All lines below containing "church" are to be listed.
(Supplied entries begins)
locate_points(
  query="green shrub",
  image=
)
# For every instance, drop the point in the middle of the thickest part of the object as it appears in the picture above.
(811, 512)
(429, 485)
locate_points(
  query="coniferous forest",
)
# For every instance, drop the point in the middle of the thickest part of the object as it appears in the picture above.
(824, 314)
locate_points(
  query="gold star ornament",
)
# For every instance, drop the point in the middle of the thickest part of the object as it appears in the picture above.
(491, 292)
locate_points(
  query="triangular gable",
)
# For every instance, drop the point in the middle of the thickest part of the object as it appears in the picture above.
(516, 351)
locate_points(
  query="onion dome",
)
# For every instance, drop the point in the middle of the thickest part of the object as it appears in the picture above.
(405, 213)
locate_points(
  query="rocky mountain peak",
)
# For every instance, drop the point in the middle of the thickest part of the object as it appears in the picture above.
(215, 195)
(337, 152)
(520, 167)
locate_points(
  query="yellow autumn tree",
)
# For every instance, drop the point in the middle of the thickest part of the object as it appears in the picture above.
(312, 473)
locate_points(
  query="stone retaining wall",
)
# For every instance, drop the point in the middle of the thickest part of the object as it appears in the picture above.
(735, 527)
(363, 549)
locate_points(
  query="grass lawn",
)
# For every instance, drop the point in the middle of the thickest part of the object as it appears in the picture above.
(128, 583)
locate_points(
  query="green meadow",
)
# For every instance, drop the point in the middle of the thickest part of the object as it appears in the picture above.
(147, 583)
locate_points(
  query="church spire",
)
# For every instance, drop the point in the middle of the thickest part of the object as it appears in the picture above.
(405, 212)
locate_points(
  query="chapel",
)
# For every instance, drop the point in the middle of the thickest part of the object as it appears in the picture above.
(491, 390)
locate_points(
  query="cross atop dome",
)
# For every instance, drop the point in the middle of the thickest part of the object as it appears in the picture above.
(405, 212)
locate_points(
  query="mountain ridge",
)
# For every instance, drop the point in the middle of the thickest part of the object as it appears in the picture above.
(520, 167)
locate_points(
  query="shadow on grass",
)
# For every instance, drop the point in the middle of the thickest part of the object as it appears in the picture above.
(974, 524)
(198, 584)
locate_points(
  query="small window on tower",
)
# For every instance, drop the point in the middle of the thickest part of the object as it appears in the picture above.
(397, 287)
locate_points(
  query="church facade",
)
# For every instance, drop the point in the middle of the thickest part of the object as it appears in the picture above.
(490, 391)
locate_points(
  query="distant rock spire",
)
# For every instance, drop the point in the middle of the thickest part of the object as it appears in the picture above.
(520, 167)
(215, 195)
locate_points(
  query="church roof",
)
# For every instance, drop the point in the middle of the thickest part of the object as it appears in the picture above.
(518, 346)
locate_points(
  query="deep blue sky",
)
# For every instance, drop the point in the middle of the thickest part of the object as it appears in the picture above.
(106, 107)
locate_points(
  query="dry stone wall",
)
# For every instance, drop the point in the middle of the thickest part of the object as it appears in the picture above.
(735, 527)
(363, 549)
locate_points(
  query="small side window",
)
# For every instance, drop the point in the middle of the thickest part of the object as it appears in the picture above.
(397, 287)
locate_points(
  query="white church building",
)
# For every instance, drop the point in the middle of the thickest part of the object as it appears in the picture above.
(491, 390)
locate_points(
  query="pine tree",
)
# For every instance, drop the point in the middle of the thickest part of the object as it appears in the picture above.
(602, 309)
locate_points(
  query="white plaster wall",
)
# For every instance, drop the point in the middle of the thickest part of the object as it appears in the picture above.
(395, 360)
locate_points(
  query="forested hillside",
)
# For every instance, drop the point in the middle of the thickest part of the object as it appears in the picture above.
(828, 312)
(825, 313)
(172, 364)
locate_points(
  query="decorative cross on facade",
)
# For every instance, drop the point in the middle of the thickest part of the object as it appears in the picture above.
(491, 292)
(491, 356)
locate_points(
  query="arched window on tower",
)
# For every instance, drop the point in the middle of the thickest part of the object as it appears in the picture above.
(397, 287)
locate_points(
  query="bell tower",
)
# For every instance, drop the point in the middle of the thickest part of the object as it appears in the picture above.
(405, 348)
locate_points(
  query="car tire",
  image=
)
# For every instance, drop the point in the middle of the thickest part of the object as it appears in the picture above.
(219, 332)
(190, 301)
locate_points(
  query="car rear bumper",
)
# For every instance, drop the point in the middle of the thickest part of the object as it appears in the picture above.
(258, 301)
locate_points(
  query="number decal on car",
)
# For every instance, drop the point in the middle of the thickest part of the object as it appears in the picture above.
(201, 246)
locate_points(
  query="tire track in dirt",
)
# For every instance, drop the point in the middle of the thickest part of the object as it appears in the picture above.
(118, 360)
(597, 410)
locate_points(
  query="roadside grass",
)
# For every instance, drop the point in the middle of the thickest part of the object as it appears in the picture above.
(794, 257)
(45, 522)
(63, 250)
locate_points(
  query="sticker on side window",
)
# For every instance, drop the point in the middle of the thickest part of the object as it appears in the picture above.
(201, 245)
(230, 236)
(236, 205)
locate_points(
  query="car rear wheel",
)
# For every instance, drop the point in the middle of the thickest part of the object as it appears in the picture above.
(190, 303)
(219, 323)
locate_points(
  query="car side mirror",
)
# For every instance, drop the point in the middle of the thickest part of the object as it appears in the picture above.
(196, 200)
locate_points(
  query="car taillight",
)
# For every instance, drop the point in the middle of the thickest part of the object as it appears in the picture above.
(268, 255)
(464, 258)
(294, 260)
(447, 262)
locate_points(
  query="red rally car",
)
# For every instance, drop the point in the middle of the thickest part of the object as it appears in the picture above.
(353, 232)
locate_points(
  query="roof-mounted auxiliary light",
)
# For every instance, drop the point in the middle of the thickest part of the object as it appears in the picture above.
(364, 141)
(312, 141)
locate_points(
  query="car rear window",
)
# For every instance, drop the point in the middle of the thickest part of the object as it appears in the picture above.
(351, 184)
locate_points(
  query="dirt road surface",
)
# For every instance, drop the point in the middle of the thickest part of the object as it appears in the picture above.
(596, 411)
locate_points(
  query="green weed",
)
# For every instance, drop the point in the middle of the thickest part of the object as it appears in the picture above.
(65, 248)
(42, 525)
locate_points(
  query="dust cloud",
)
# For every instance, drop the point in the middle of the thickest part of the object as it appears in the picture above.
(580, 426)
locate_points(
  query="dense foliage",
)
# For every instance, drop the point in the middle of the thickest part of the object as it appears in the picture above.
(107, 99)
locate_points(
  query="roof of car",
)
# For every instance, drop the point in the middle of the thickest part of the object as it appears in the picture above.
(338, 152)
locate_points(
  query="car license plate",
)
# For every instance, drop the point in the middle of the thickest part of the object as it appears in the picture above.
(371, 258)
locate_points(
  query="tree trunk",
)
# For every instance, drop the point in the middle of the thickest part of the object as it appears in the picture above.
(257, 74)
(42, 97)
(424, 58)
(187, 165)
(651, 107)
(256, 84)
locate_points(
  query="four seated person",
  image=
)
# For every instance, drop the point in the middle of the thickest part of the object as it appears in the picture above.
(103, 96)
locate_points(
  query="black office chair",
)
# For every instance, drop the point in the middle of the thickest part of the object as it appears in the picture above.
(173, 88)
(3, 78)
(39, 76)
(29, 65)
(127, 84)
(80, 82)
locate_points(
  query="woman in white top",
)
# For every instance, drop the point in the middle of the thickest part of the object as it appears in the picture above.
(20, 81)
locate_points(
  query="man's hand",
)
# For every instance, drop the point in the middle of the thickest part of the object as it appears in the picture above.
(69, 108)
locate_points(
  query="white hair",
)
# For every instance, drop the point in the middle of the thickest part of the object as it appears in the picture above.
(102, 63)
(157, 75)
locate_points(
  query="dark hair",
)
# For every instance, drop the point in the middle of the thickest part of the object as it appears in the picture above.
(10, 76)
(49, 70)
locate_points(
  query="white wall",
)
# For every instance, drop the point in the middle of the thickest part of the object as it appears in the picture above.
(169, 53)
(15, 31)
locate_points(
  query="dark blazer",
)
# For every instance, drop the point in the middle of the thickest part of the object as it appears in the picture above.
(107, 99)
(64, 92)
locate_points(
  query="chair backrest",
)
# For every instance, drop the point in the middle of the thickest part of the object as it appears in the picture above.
(Supplied entries ends)
→ **Answer for the task**:
  query="church spire",
  query="church facade",
  query="church roof",
  query="white church building",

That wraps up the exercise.